▶ [DATA PROVIDED]:
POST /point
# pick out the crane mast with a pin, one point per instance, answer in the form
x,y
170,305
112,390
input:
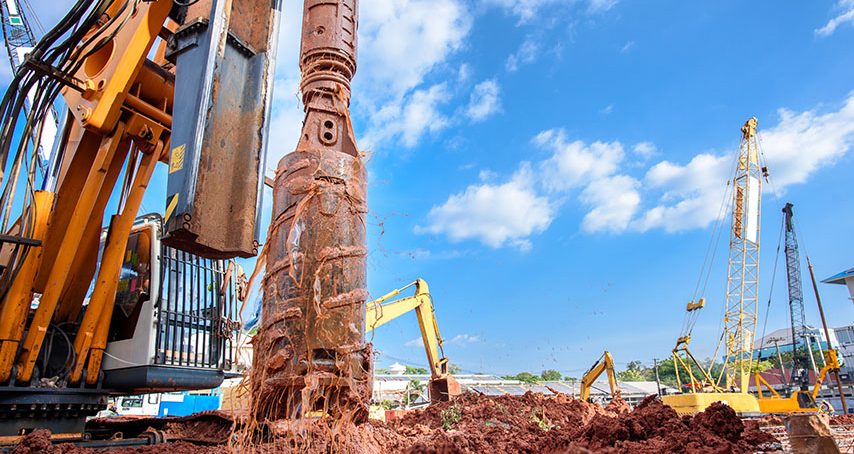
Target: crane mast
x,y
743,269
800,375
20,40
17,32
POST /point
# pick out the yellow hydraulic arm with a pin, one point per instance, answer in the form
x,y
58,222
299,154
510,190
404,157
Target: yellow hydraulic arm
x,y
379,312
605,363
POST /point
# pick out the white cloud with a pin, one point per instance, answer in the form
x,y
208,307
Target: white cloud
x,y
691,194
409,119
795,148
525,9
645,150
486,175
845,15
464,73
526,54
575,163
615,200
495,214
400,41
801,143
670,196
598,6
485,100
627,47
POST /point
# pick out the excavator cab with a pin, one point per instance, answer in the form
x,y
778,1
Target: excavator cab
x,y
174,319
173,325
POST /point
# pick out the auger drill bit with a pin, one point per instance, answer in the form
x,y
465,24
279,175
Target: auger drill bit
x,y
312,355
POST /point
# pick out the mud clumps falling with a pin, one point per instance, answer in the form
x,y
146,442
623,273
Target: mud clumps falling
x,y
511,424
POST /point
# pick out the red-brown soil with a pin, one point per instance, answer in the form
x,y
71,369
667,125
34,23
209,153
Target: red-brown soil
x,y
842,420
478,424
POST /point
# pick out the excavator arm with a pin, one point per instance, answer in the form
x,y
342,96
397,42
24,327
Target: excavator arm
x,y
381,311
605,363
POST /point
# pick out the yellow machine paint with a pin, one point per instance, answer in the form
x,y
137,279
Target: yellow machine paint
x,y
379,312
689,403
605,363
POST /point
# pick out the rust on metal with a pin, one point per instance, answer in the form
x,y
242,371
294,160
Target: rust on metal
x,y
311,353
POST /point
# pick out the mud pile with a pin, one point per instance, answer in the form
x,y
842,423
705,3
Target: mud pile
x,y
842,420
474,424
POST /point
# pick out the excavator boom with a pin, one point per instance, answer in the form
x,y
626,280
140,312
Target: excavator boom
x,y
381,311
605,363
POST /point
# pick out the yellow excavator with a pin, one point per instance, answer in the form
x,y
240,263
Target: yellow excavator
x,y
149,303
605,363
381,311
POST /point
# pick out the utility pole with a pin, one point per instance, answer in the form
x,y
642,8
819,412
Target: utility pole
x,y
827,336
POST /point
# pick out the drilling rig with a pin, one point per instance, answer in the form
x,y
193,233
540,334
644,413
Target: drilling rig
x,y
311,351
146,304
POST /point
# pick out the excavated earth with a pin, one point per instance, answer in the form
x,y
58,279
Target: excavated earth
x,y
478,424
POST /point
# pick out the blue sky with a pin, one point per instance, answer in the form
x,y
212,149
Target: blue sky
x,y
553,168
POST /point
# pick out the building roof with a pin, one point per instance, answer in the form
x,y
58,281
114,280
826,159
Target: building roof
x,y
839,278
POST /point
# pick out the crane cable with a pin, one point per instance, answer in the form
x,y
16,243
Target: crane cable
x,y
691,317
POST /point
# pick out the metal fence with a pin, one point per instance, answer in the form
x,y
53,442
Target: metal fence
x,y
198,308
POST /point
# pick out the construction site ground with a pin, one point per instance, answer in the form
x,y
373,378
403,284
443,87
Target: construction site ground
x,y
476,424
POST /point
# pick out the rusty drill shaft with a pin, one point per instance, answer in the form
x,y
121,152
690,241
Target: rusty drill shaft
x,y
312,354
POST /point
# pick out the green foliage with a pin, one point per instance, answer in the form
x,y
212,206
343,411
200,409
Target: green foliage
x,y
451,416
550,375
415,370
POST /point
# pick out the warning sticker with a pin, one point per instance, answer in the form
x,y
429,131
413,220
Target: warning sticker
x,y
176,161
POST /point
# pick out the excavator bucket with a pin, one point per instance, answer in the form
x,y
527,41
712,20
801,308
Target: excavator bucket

▶ [TASK REQUIREMENTS]:
Tell how many lines in the entries contain the string "bucket". Give the number and nothing more.

▶ [SOLUTION TO THIS EXERCISE]:
2